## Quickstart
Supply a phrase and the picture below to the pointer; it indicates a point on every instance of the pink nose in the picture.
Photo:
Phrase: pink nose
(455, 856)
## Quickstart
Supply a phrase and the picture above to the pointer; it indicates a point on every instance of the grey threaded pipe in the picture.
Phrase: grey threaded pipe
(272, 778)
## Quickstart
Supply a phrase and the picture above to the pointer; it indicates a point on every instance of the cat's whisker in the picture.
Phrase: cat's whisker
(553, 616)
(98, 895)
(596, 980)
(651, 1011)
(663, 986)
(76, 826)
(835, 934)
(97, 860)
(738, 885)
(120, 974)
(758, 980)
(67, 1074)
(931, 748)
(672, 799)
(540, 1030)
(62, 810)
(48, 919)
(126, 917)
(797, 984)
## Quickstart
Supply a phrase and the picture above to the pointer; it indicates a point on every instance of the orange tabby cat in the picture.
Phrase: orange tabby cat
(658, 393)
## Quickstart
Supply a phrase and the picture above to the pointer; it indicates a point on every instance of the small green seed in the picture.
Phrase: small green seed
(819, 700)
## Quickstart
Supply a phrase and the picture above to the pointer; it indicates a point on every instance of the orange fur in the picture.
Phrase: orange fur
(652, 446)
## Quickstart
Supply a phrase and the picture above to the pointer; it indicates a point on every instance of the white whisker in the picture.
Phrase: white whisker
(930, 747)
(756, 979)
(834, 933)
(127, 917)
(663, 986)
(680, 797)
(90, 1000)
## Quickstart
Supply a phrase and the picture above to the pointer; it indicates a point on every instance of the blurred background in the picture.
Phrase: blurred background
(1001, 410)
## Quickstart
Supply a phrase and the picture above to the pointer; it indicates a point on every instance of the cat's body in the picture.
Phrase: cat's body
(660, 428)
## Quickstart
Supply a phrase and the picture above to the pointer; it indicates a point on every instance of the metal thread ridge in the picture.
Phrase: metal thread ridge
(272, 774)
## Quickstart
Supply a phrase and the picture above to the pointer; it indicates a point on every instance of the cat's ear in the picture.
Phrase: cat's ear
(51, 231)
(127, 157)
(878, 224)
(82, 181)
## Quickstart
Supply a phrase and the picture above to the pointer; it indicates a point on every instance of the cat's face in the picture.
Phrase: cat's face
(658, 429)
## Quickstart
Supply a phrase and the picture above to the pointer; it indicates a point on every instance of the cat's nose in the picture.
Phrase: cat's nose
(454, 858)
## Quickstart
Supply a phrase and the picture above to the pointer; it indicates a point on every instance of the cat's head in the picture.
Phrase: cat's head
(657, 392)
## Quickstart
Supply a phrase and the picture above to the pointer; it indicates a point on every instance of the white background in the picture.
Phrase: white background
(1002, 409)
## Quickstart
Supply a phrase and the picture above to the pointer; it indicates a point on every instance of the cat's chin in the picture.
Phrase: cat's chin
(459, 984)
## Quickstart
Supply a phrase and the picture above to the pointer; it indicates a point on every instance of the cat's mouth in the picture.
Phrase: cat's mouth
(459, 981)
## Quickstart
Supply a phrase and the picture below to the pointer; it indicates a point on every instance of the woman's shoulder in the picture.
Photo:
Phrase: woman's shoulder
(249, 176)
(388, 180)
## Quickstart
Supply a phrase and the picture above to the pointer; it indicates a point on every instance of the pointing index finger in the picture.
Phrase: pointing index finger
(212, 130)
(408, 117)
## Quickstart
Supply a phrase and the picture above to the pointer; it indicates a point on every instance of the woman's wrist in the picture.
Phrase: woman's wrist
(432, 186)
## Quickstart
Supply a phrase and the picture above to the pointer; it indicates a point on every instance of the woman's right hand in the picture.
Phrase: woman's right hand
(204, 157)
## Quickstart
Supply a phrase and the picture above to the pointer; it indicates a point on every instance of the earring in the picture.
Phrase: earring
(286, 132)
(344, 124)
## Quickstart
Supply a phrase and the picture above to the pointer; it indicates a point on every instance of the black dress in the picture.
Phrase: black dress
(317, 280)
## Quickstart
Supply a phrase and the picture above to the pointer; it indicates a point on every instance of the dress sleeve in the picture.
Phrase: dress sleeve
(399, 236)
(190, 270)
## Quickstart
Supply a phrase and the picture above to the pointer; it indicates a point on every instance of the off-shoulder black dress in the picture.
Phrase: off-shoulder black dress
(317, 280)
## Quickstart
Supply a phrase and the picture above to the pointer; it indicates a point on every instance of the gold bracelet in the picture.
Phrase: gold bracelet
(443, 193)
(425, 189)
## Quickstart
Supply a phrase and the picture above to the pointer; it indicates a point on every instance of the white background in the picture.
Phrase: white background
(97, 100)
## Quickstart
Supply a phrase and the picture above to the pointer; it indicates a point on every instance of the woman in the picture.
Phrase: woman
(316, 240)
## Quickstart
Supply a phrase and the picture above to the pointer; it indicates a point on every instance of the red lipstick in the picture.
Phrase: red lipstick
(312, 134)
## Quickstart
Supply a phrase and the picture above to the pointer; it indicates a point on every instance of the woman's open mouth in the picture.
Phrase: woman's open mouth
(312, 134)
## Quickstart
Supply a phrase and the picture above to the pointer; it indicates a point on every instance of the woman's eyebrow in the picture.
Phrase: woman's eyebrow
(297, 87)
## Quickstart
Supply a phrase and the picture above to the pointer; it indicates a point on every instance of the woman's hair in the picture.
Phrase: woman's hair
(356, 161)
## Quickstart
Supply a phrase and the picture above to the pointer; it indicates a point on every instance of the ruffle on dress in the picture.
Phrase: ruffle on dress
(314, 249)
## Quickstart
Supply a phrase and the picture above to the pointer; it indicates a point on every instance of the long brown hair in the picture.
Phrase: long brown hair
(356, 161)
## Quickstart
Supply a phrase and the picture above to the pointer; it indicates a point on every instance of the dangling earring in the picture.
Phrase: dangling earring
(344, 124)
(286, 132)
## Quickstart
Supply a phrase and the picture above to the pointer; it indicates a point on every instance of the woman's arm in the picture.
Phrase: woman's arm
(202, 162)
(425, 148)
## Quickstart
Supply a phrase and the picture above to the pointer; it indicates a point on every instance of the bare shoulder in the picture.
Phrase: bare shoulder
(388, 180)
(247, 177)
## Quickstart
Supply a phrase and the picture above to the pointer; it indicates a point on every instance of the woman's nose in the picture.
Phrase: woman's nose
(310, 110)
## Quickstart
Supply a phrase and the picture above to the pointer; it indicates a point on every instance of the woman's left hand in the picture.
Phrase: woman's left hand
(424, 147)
☆ ☆ ☆ ☆
== Instructions to follow ==
Every line that holds the word "below" should be copied from the records.

== Answer to the exercise ==
Supply a phrase and the picture below to the pointer; it indicates a point on every instance of the pink nose in the picture.
Supply a phrase and the picture below to the pointer; it indicates a point on every instance of the woman's shoulder in the picture.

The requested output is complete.